● **Goal**: Write the records out again, precisely as they stand.

● **Input for this task**:

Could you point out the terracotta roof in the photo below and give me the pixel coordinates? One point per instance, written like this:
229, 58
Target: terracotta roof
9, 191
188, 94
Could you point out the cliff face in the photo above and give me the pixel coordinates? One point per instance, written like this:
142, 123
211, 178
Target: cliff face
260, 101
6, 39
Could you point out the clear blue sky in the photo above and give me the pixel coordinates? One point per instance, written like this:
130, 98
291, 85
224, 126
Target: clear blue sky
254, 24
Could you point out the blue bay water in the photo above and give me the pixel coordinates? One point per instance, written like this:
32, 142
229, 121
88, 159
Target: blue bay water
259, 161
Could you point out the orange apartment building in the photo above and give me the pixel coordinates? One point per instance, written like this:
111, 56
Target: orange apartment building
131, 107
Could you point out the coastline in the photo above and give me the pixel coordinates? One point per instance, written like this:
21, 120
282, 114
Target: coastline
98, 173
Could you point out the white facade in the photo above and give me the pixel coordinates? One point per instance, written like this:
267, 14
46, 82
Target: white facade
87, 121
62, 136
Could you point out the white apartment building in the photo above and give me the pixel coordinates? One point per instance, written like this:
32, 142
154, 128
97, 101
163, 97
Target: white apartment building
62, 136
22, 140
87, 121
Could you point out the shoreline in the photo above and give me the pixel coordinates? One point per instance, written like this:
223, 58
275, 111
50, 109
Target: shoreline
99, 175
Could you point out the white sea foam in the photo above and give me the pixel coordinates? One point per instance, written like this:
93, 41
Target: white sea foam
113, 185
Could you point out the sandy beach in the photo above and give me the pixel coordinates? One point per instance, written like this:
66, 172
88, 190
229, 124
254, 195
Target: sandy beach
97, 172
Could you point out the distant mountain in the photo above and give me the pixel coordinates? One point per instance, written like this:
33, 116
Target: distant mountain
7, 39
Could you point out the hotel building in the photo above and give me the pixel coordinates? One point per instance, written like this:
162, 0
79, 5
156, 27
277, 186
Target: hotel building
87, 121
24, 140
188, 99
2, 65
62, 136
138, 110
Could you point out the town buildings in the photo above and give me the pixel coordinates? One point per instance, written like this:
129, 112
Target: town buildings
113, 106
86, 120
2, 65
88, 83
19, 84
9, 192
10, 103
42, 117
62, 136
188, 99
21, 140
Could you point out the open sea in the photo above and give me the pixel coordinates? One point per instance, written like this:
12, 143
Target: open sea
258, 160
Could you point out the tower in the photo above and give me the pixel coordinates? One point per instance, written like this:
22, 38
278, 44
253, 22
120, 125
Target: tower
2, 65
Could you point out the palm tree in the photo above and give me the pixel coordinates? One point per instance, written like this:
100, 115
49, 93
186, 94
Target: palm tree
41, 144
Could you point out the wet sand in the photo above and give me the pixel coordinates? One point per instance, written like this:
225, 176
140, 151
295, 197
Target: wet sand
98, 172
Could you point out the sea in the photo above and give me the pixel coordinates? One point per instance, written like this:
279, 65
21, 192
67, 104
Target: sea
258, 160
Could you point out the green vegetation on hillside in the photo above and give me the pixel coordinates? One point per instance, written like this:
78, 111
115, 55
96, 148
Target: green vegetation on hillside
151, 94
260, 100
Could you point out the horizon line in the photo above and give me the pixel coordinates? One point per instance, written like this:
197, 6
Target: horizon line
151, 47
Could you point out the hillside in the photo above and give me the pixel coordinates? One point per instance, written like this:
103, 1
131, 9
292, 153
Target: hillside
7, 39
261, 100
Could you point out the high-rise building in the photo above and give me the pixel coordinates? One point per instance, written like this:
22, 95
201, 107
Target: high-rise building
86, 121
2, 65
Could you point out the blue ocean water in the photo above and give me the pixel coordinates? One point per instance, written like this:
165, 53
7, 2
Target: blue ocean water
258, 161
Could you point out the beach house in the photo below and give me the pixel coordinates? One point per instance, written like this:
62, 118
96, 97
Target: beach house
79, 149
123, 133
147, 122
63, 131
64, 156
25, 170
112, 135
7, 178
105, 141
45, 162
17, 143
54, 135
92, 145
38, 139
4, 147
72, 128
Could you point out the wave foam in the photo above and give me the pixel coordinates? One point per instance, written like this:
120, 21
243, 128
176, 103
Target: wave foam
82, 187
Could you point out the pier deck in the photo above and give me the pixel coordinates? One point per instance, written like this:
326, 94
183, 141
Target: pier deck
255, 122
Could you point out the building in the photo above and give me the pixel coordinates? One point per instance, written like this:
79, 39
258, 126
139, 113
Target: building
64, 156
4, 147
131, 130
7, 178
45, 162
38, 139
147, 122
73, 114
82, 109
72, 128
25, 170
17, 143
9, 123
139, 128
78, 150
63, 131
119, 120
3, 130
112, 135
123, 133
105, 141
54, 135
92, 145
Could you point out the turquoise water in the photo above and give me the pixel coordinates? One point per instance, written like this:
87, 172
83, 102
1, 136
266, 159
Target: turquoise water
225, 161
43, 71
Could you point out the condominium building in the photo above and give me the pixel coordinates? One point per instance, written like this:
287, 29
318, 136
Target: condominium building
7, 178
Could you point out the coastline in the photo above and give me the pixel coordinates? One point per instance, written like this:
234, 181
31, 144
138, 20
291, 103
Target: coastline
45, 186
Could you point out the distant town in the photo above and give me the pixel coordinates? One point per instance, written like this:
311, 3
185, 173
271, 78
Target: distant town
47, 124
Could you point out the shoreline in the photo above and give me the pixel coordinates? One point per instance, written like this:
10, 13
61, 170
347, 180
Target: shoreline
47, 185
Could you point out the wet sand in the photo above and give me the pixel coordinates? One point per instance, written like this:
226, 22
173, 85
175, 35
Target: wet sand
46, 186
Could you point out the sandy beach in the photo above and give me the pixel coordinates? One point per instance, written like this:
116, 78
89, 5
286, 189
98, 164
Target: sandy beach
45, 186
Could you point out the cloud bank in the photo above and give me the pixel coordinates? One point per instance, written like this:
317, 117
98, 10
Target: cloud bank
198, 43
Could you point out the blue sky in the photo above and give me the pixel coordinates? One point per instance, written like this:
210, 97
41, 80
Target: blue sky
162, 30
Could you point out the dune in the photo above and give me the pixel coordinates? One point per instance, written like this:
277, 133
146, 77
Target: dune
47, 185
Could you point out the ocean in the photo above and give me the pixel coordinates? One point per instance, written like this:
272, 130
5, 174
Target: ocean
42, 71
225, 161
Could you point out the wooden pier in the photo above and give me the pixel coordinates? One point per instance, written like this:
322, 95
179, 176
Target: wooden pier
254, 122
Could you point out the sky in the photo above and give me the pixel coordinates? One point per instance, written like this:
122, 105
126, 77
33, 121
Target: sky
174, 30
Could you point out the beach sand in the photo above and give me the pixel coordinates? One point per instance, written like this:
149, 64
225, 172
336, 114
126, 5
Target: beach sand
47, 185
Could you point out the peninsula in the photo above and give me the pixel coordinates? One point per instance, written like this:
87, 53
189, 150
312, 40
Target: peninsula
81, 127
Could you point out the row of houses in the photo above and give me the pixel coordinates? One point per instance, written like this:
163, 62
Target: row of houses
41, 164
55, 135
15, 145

● **Right answer**:
Could you point out the terracotta roof in the photo below and give me the pixel coordinates? One point per instance, written like this:
229, 58
Target: terracotta roof
9, 191
188, 94
Could you point out the cliff face in the photo above and give me the pixel coordinates? One point per instance, written like this:
142, 123
211, 178
Target: cliff face
260, 101
6, 39
Could you point out the clear blue sky in the photo above and give me the pixel coordinates? One point per instance, written like this:
130, 98
291, 85
224, 126
Target: clear blue sky
254, 24
Could you point out the blue bay water in the photo above and give me the pixel coordinates? One point per instance, written like this:
32, 142
229, 121
88, 159
Target: blue bay water
259, 161
Could you point out the orange apartment building in the photo above and give me the pixel coordinates? One point per instance, written like this:
111, 56
Target: orange apartment building
131, 107
Could you point out the coastline in the photo above and give me the pixel coordinates? One point per instance, written like this:
21, 120
282, 114
Target: coastline
98, 173
Could you point out the white facade in the photo above and give me the pixel coordinates? One point per instance, written like this:
267, 14
46, 82
Target: white facade
87, 121
62, 136
Could you point out the white apartment building in the photo above and give me the pixel coordinates? One point per instance, written like this:
32, 142
154, 128
97, 101
163, 97
Target: white apartment building
62, 136
22, 140
87, 121
Could you point out the shoreline in the photo above and give me the pixel coordinates? One point per instance, written like this:
223, 58
275, 111
50, 109
Target: shoreline
99, 175
Could you point out the white sea foam in the photo above and give me the pixel coordinates? One point per instance, written like this:
93, 41
Target: white sea foam
113, 185
Could you point out the sandy beach in the photo above and give me the pixel coordinates? One point per instance, written like this:
66, 172
88, 190
229, 124
254, 195
Target: sandy beach
97, 172
Could you point out the distant mountain in the photo above and give me the pixel coordinates? One point per instance, written like this:
33, 116
Target: distant mountain
7, 39
Could you point out the hotel building in the photo above and give me the pixel coordinates? One point per instance, written like this:
162, 0
79, 5
156, 27
277, 186
Target: hotel building
87, 121
24, 140
188, 99
2, 65
62, 136
138, 110
Could you point out the town buildings in the photo above and give me the pixel coordinates? One point per instance, written like this:
129, 112
Target: town buildings
113, 106
86, 120
2, 65
88, 83
19, 84
9, 192
10, 103
42, 117
62, 136
188, 99
21, 140
Could you point out the open sea in the photo above and give me the pixel coordinates? One point per instance, written like this:
12, 143
Target: open sea
258, 160
Could you point out the tower in the photo above and give me the pixel coordinates? One point per instance, written like this:
22, 38
278, 44
253, 22
120, 125
Target: tower
2, 65
Could you point out the palm tree in the photo above and give me the pixel coordinates? One point per instance, written like this:
100, 115
49, 93
186, 94
Target: palm tree
41, 144
Could you point out the wet sand in the photo above and give me the pixel coordinates? One point per instance, written like this:
225, 176
140, 151
295, 197
Target: wet sand
98, 172
Could you point out the sea in the photo above and give me the pixel coordinates? One point per instance, written like this:
279, 65
21, 192
67, 104
Target: sea
258, 160
Could you point out the green vegetation on hillside in the photo above and give me the pixel coordinates? One point per instance, written like this:
78, 111
115, 55
96, 148
Target: green vegetation on hillside
151, 94
260, 100
Could you point out the horizon line in the photo above and give me the pixel coordinates? One point per instance, written like this:
197, 6
Target: horizon line
151, 47
Could you point out the hillside in the photo above and give me the pixel coordinates? One point per instance, written like this:
103, 1
131, 9
292, 153
Target: hillside
7, 39
261, 100
Could you point out the high-rise building in the photo above and give me the pixel coordinates? One point per instance, written like this:
22, 95
201, 107
Target: high-rise building
86, 121
2, 65
Could you point out the blue ocean water in the photo above and give me the pixel coordinates? One point per instance, written like this:
165, 53
7, 2
Target: blue ocean water
258, 161
Could you point out the beach house in the photo below and give me the pixel coordinates? One point per instance, written like this:
62, 118
96, 97
Target: beach house
79, 149
123, 133
147, 122
63, 131
64, 156
25, 170
112, 135
7, 178
105, 141
45, 162
17, 143
54, 135
92, 145
38, 139
4, 147
72, 128
Could you point out the wave foam in the photo above and give me the pixel coordinates? One point per instance, written like this:
120, 21
243, 128
176, 103
Target: wave foam
82, 187
Could you point out the pier deck in the photo above and give me the pixel coordinates? One point per instance, written like this:
326, 94
183, 141
Target: pier deck
255, 122
Could you point out the building in the photo above and give me the pixel coordinates? One point per instance, written like this:
79, 39
258, 126
139, 113
Target: building
64, 156
4, 147
131, 130
7, 178
45, 162
38, 139
147, 122
73, 114
82, 109
72, 128
25, 170
17, 143
9, 123
139, 128
78, 150
63, 131
119, 120
3, 130
112, 135
123, 133
105, 141
54, 135
92, 145
Could you point out the turquoise water in the photo above and give me the pixel coordinates? One point per instance, written like this:
87, 172
83, 102
1, 136
266, 159
Target: turquoise water
225, 161
43, 71
Could you point out the condominium building in the photo above and give me the pixel coordinates? One point per instance, written like this:
287, 29
318, 136
Target: condominium building
7, 178
Could you point out the coastline in the photo above and give me the pixel coordinates? One point per instance, written like this:
234, 181
31, 144
138, 20
291, 103
Target: coastline
45, 186
Could you point out the distant town in the photo above and give me the pixel coordinates? One point per instance, written like this:
311, 3
185, 173
271, 78
Target: distant town
47, 124
Could you point out the shoreline in the photo above and give me the pixel coordinates? One point per instance, written like this:
10, 13
61, 170
347, 180
Target: shoreline
47, 185
Could you point out the wet sand in the photo above and give me the pixel coordinates? One point per instance, written like this:
226, 22
173, 85
175, 35
Target: wet sand
46, 186
Could you point out the sandy beach in the photo above and give me the pixel coordinates? One point per instance, written like this:
116, 78
89, 5
286, 189
98, 164
Target: sandy beach
45, 186
Could you point out the cloud bank in the photo above and give me the pixel coordinates? One point per instance, written like this:
317, 117
98, 10
Target: cloud bank
198, 43
Could you point out the blue sky in the photo above and give me the pixel coordinates? One point per instance, written like this:
210, 97
41, 80
Target: blue sky
162, 30
Could you point out the dune in the photo above and give me the pixel coordinates? One point per instance, written like this:
277, 133
146, 77
Target: dune
47, 185
Could you point out the ocean in the photo above and give me the pixel coordinates? One point per instance, written like this:
272, 130
5, 174
Target: ocean
42, 71
225, 161
Could you point out the wooden pier in the photo above and give me the pixel coordinates? One point per instance, written like this:
322, 95
179, 176
Target: wooden pier
254, 122
Could you point out the sky in the photo above and give me the pixel coordinates? One point per instance, written like this:
122, 105
126, 77
33, 121
Target: sky
174, 30
Could you point out the beach sand in the photo above and give me the pixel coordinates? One point per instance, written like this:
149, 64
225, 172
336, 114
126, 5
Target: beach sand
47, 185
Could you point out the peninsula in the photo above and give me the pixel coordinates? One point per instance, written like this:
87, 53
189, 150
312, 40
Target: peninsula
81, 127
Could you point out the row of houses in the photo above and give me the pixel coordinates? One point per instance, written like this:
163, 62
Target: row of houses
41, 164
55, 135
15, 145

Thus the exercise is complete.